**Extrait à lire:**
^^^^

La morale à tirer de ces différents proverbes dans trois langues maternelles différentes est qu'ils mettent en relief le fait que le mariage n'est pas un jeu et que des conflits peuvent surgir. L'essentiel est de tout faire pour arranger car c'est pour le meilleur et le pire qu'on s'unit à quelqu'un d'autre. Mieux encore, << ironda mbôgo, jomba nkala »232 ce qui veut dire que le concubinage c'est un gîte de passage, un campement où on fait une escale, tandis que le mariage c'est le village, on y demeure tout le temps. Les Nzébi traduisent ce proverbe par << le kuèle duti vè », le mariage n'est pas un rêve ; c'est-à-dire quand tu vas en mariage, tu ne sais pas ce que tu parts trouver là-bas ; il ya le bon et le mauvais côté.

^^^^

**Données fournies:**

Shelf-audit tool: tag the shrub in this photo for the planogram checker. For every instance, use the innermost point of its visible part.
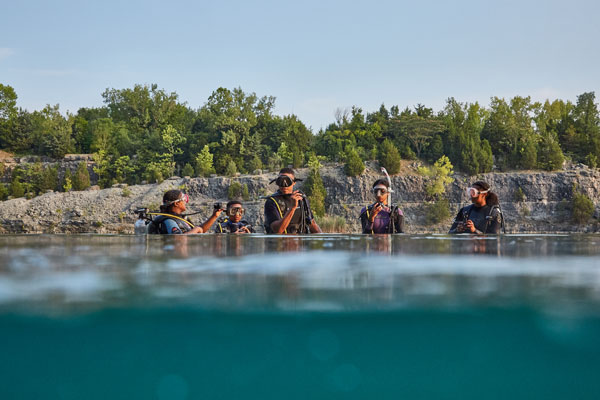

^^^^

**Problèmes à résoudre:**
**A.** Pouvez-vous reproduire fidèlement le passage de l'extrait sur les proverbes du mariage qui s'ouvre sur les mots contenant « La morale à » et se clôt sur « le mauvais côté. » ?
**B.** Comment poursuivriez-vous l'extrait sur les proverbes du mariage à partir de sa dernière phrase ?

**Réponses données:**
**A.**
La morale à tirer de ces différents proverbes dans trois langues maternelles différentes est qu'ils mettent en relief le fait que le mariage n'est pas un jeu et que des conflits peuvent surgir. L'essentiel est de tout faire pour arranger car c'est pour le meilleur et le pire qu'on s'unit à quelqu'un d'autre. Mieux encore, << ironda mbôgo, jomba nkala »232 ce qui veut dire que le concubinage c'est un gîte de passage, un campement où on fait une escale, tandis que le mariage c'est le village, on y demeure tout le temps. Les Nzébi traduisent ce proverbe par << le kuèle duti vè », le mariage n'est pas un rêve ; c'est-à-dire quand tu vas en mariage, tu ne sais pas ce que tu parts trouver là-bas ; il ya le bon et le mauvais côté.

**B.**
Par ailleurs, on dit << bou kô yimbassanga »233 pour dire simplement qu'il faut respecter la belle-mère, que la belle-mère ; le beau-père, on l'attrape avec les feuilles. Simplement pour montrer le respect que la bru ou le gendre doivent présenter aux beaux-parents. Enfin, << buko na buko bwa mu kasse a roghesse wè we kwate na ma kaye, to buko bwa vè roghesse wè ; we yendè na podji itsatse, motghi sa wè, mô polegue, to mama bwè we kakele utso mutéma. »234 Ce proverbe veut dire que si la belle-mère te respecte, tu lui rend en retour ; tu lui rend des services, tout ce qu'elle te demande tu le fais, car elle te prend comme une fille (elle a un traitement de faveur). Ce que la belle-mère fait à sa fille, elle doit te le faire, elle a une considération pour toi. La belle-mère qui ne te respecte pas, qui est méchante, tu amènes un panier troué, toutes les mauvaises choses qu'elle dira sur toi doivent tomber ; (ici au sens symbolique le panier représente le coeur de la personne, tu banalises tout ce que tes oreilles vont entendre.) Or tout ce qui est bien tu gardes dans le coeur.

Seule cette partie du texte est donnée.